> _Tugas yang dikerjakan_
Menurut teks pengantar ilmu fiqih di bawah, mengapa penduduk Hijaz terkenal sebagai Ahli Atsar?

بسم الله الرحمن الرحيم
Pengantar Ilmu Fiqih (2)
Segala puji bagi Allah
Rabbul 'alamin, shalawat dan salam semoga dilimpahkan kepada
Rasulullah, keluarganya, para sahabatnya, dan orang-orang yang mengikutinya
hingga hari Kiamat, amma ba'du:
Berikut lanjutan pengantar ilmu fiqih yang perlu kita ketahui
sebelum belajar fiqih, semoga Allah menjadikan penyusunan risalah ini ikhlas
karena-Nya dan bermanfaat, Allahumma aamin.
6. Madrasah Atsar (riwayat) dan Madrasah Ra’yu (Pendapat)
Setelah Rasulullah shallallahu alaihi wa sallam wafat, maka para
sahabat tersebar di berbagai negeri menyebarkan fiqih dan hukum-hukum syariat,
serta mengajarkan masalah agama ke tengah-tengah manusia sebagaimana yang
mereka terima dan dengar dari Rasulullah shallallahu alaihi wa sallam.
Di Madinah tersebar fiqih Zaid bin Tsabit dan Ibnu Umar, di Mekkah
tersebar fiqih Ibnu Abbas, sedangkan di Irak tersebar fiqih Ibnu Mas’ud radhiyallahu
anhum.
Sebagian negeri mendapatkan kemulian dengan keberadaan sebagian
sahabat, namun Mekkah dan Madinah lebih unggul karena banyak para sahabat yang
tinggal di sana, sehingga banyak periwayatan dan atsar. Oleh karena itu,
penduduk Hijaz terkenal sebagai Ahli Atsar, karena banyaknya hadits pada
mereka. Berbeda dengan negeri-negeri yang lain, apalagi negeri Irak, sehingga
sedikit sekali atsar dan riwayat di sana. Kemudian ada sebagian orang bodoh di
Irak yang membuat hadits-hadits palsu untuk memperbanyak riwayat di negeri
mereka, sehingga sebagian ulama memperingatkan tentang hadits-hadits yang
datang dari Irak, terutama dari Kufah.

> _Data yang ditampilkan_
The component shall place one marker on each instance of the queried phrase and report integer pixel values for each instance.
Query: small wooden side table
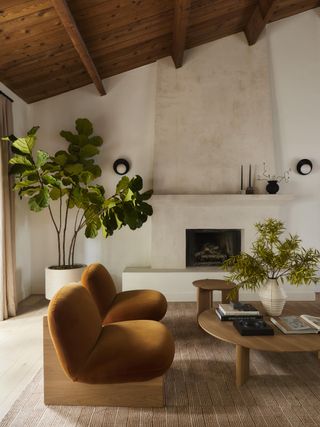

> _Jawaban tugas_
Karena banyaknya hadits pada mereka.